EXPLORE THE MATERIAL:
a - From the NHS reform excerpt, list every sentence that begins with the word "Only".
b - Please quote the NHS reform excerpt from "Next week, Liam" up to and including "reform but regression.".

DOCUMENT EXCERPT:
+--
They have also talked recently about using the private sector in the provision of NHS services. However, just as with their decentralizing talk, they have failed to deliver. Their approach is incoherent and piecemeal. They have failed because they insist on keeping centralized state control in place. The private sector, as they see it, is welcome, but only with certain conditions. Only if the public sector does not have capacity. Only if it accepts the level of control exercised over the public sector. Only on the Secretary of State's terms. They have not given them true freedom of operation and true financial freedom. That is not surprising. In the past, Alan Milburn has threatened to "come down like a ton of bricks on anyone who has anything to do with the private sector" and only six months ago he said there should be "one monopoly provider" of health care.

The second part of our policy renewal process builds on our analysis of the current system, and asks whether the system will continue to fail in its current structure. It is clear that it is not just a matter of money but of reform. The reform must put patients in charge and bring the policy of command and control to an end.

Next week, Liam will make a speech that builds on the facts in the pamphlet that we have launched today, showing not only that the government has failed in its management of the NHS, but also that, without fundamental reform of the structure, the government will not, and cannot succeed.

Reform is word that is much used by the Government, but the last four years have seen not reform but regression.
+--
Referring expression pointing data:

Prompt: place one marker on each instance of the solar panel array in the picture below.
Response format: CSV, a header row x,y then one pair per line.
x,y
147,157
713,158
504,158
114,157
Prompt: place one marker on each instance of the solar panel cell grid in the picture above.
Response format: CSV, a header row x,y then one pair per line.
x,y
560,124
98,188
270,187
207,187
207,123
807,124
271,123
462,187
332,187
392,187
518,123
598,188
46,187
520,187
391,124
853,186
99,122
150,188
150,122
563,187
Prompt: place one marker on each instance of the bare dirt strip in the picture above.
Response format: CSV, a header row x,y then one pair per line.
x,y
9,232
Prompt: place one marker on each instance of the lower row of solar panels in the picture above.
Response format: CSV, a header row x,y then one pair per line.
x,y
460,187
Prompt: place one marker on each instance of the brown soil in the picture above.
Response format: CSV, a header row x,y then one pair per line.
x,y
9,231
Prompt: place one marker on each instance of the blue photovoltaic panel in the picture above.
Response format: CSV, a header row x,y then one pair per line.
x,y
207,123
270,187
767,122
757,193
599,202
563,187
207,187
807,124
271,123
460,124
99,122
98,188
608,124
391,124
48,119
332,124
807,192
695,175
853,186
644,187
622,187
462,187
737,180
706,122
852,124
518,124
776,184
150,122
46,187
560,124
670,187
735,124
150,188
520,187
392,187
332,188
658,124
+--
RESPONSES IN ORDER:
a -
- Only if the public sector does not have capacity.
- Only if it accepts the level of control exercised over the public sector.
- Only on the Secretary of State's terms.

b -
Next week, Liam will make a speech that builds on the facts in the pamphlet that we have launched today, showing not only that the government has failed in its management of the NHS, but also that, without fundamental reform of the structure, the government will not, and cannot succeed.

Reform is word that is much used by the Government, but the last four years have seen not reform but regression.